ЗАДАНИЕ 1:
Найдите в записях все строки со словом «task» и выпишите их.

ВЫБРАННЫЙ ФРАГМЕНТ:
======

Совсем другую картину взятия Феллина излагает автор «Ливонской хроники» Бальтазар Рюссов. «В ночь на день Марии Магдалины» А. Курбский осадил город, «обвел окопами и обстреливал его; стены городка Феллин он разрушил до основания, к тому же бросил туда большие огненные бомбы и сжег весь городок за исключением пяти домов, лежавших около самого замка»2220.
Уничтожив жилые кварталы, русские вплотную приблизились к замку, но взять его силой не смогли. Феллин сдали москвичам немецкие кнехты, которым несколько месяцев не выплачивали жалованья. Они договорились с Андреем Курбским, что тот выпустит их со всем добром, которое немцы смогут вывезти из замка. Затем наемники ограбили старого магистра Фюрстенберга, а заодно и всех горожан.
С грузом драгоценностей предатели и мародеры вышли из Феллина, но были обмануты русскими – те обобрали их до нитки и отпустили домой с пустыми руками. Магистр Кетлер приказал ловить и вешать изменников на деревьях. Вместе с Феллиным Грозному досталась вся ливонская артиллерия, хранившаяся в замке2221. Московиты, быть может, впервые своими глазами увидели тогда, как правильно строить крепостные укрепления2222.

======

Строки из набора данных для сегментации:

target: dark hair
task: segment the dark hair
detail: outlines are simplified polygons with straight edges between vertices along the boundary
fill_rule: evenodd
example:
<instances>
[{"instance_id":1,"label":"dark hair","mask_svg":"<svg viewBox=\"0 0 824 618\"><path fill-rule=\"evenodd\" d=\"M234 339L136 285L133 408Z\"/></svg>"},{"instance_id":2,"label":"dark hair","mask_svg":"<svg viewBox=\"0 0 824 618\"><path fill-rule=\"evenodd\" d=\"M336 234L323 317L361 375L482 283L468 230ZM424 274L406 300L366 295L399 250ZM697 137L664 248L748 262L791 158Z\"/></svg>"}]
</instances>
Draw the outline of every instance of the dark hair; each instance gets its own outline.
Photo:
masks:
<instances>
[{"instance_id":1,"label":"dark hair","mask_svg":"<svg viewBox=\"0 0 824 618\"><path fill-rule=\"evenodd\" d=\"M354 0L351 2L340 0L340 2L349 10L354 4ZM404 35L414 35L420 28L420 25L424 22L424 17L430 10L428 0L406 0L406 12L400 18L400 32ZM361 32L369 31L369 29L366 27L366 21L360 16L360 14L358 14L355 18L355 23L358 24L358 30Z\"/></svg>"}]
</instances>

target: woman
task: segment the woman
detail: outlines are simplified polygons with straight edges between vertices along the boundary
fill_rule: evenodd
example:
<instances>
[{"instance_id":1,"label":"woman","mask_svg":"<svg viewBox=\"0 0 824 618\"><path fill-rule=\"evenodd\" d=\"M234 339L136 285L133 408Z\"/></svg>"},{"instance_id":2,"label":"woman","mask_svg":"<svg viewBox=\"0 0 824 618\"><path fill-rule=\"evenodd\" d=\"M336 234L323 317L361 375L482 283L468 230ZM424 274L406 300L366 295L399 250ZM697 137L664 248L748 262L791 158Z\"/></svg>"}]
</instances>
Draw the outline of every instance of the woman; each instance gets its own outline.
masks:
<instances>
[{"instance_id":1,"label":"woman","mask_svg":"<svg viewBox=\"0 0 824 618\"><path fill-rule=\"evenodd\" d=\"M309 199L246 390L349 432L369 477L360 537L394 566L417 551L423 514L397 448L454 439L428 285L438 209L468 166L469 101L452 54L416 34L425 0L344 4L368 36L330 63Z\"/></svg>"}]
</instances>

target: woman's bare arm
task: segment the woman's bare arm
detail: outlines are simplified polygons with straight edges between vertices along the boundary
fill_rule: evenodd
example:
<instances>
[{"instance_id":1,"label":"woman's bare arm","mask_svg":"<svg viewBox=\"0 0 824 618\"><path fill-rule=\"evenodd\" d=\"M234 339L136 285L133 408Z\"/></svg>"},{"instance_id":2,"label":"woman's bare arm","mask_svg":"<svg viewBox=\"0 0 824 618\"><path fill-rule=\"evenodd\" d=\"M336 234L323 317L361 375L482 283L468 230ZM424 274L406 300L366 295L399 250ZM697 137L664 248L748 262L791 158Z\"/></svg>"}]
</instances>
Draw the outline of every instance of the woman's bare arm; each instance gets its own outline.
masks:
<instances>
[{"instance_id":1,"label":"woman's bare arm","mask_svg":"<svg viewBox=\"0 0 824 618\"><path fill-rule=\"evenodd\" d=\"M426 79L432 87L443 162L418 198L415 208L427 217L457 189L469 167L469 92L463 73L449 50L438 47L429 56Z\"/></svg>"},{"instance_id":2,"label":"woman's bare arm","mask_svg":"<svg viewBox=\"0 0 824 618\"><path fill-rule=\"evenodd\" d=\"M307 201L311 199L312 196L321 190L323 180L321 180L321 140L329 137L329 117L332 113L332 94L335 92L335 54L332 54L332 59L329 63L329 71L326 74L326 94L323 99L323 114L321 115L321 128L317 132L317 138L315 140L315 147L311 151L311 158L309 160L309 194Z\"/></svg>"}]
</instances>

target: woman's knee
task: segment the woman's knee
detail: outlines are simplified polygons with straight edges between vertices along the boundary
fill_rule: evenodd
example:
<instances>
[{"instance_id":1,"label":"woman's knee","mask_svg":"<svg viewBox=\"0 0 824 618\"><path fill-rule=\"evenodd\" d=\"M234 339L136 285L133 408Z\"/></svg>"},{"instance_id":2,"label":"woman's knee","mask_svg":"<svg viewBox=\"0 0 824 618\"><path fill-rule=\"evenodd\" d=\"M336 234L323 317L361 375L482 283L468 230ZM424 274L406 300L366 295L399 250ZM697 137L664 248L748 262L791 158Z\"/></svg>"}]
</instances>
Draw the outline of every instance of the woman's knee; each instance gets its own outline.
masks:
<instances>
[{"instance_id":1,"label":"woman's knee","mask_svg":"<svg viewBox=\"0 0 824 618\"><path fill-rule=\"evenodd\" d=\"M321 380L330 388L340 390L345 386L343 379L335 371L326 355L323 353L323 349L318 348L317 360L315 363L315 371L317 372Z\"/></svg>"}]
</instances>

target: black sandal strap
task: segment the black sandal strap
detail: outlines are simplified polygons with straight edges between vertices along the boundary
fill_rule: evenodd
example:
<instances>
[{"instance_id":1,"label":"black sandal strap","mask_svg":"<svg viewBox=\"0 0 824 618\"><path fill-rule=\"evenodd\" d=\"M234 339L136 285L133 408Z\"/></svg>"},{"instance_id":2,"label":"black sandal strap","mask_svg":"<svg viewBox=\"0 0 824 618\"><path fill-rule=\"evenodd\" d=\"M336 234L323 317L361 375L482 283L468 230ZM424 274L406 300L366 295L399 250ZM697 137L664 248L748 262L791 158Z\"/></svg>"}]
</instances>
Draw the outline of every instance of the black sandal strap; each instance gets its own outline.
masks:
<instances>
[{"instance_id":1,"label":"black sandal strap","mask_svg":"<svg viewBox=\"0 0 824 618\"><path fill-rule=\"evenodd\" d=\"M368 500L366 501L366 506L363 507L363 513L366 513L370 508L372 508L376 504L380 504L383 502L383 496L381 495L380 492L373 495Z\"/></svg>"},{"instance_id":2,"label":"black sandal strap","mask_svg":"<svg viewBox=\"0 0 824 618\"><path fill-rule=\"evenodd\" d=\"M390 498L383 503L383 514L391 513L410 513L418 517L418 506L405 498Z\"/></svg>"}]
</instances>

======

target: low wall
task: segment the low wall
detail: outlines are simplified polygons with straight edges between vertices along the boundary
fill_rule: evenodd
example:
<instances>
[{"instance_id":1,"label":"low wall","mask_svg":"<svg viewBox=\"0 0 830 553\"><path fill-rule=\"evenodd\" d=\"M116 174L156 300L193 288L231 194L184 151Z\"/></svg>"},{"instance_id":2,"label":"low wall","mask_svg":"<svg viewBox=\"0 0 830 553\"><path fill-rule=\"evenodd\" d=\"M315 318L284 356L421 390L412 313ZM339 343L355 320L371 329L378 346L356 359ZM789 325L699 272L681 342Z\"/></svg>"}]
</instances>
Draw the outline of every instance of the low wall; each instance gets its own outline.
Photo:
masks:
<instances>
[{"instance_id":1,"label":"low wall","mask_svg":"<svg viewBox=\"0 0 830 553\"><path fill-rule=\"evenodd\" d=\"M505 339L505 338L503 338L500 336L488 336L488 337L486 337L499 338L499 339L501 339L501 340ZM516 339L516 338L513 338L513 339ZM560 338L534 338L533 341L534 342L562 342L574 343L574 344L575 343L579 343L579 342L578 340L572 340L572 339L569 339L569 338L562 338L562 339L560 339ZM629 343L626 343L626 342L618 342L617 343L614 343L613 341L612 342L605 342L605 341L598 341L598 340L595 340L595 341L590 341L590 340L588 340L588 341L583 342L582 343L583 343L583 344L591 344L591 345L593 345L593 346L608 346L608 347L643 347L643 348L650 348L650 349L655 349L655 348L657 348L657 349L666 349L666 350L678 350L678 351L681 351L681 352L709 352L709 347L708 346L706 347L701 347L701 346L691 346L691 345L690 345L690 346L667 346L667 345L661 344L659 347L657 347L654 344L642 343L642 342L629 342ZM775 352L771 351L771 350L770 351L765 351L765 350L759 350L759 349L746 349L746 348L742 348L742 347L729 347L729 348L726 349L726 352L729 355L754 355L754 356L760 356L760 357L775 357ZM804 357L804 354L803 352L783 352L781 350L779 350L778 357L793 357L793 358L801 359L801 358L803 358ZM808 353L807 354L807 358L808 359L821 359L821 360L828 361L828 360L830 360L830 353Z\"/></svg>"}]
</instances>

======

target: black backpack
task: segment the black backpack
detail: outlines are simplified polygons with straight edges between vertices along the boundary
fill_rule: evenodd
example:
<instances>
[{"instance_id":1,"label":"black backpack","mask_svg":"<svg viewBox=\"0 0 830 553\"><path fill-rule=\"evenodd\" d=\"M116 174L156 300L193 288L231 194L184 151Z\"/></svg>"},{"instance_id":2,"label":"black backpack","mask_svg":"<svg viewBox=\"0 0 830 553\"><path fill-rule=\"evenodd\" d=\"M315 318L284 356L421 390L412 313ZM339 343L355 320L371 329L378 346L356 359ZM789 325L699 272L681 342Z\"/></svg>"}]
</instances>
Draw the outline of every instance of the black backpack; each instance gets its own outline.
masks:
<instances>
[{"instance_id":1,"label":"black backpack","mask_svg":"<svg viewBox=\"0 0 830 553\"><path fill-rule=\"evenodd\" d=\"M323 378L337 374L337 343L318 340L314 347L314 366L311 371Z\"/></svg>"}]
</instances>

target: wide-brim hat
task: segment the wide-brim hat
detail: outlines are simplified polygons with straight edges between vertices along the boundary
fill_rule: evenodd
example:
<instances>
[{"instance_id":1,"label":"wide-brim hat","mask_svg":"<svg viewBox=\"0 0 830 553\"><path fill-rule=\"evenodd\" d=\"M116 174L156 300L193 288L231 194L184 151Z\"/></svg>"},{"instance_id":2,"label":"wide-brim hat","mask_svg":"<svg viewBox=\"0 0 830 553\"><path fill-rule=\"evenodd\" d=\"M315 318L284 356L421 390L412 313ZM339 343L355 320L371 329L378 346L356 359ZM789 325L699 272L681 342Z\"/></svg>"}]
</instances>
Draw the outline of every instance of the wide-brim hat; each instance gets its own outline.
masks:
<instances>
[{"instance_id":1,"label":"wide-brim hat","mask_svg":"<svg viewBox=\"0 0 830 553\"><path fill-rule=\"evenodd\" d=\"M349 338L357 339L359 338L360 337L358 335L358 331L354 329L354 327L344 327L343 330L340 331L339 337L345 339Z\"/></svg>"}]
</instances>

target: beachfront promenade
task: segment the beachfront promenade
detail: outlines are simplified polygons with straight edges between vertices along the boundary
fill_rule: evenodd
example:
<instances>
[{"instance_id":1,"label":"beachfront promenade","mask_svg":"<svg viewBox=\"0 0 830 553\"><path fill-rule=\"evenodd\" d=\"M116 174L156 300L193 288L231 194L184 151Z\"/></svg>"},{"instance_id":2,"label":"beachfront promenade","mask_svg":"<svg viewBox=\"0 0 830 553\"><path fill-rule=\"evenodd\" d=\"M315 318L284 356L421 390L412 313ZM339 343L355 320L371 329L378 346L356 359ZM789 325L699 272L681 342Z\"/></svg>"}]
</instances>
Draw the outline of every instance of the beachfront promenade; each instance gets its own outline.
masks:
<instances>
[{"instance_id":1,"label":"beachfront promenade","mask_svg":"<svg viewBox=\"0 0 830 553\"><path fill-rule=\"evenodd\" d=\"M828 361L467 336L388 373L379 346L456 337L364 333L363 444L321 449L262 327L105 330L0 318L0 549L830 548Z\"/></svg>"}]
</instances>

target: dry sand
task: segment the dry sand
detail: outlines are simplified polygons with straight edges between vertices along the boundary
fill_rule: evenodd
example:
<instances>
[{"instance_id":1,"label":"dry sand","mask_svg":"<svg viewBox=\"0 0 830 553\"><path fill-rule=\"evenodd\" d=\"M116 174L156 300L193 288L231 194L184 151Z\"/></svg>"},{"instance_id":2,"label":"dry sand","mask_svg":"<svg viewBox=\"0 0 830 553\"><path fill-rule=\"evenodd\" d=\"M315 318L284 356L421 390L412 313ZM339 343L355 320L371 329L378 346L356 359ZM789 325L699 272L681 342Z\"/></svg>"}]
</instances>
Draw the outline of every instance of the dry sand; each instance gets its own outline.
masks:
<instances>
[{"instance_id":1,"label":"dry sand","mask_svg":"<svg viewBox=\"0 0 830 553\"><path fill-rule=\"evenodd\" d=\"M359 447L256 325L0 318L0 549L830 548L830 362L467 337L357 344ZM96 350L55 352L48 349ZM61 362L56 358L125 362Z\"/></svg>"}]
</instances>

======

ЗАДАНИЕ 2:
Перепишите фрагмент о взятии Феллина между словами «Уничтожив жилые кварталы, русские» и «строить крепостные укрепления2222.» включительно, заменив «наемники» на «солдаты».

РЕШЕНИЕ 1:
task: segment the dark hair
task: segment the woman
task: segment the woman's bare arm
task: segment the woman's knee
task: segment the black sandal strap
task: segment the low wall
task: segment the black backpack
task: segment the wide-brim hat
task: segment the beachfront promenade
task: segment the dry sand

РЕШЕНИЕ 2:
Уничтожив жилые кварталы, русские вплотную приблизились к замку, но взять его силой не смогли. Феллин сдали москвичам немецкие кнехты, которым несколько месяцев не выплачивали жалованья. Они договорились с Андреем Курбским, что тот выпустит их со всем добром, которое немцы смогут вывезти из замка. Затем солдаты ограбили старого магистра Фюрстенберга, а заодно и всех горожан.
С грузом драгоценностей предатели и мародеры вышли из Феллина, но были обмануты русскими – те обобрали их до нитки и отпустили домой с пустыми руками. Магистр Кетлер приказал ловить и вешать изменников на деревьях. Вместе с Феллиным Грозному досталась вся ливонская артиллерия, хранившаяся в замке2221. Московиты, быть может, впервые своими глазами увидели тогда, как правильно строить крепостные укрепления2222.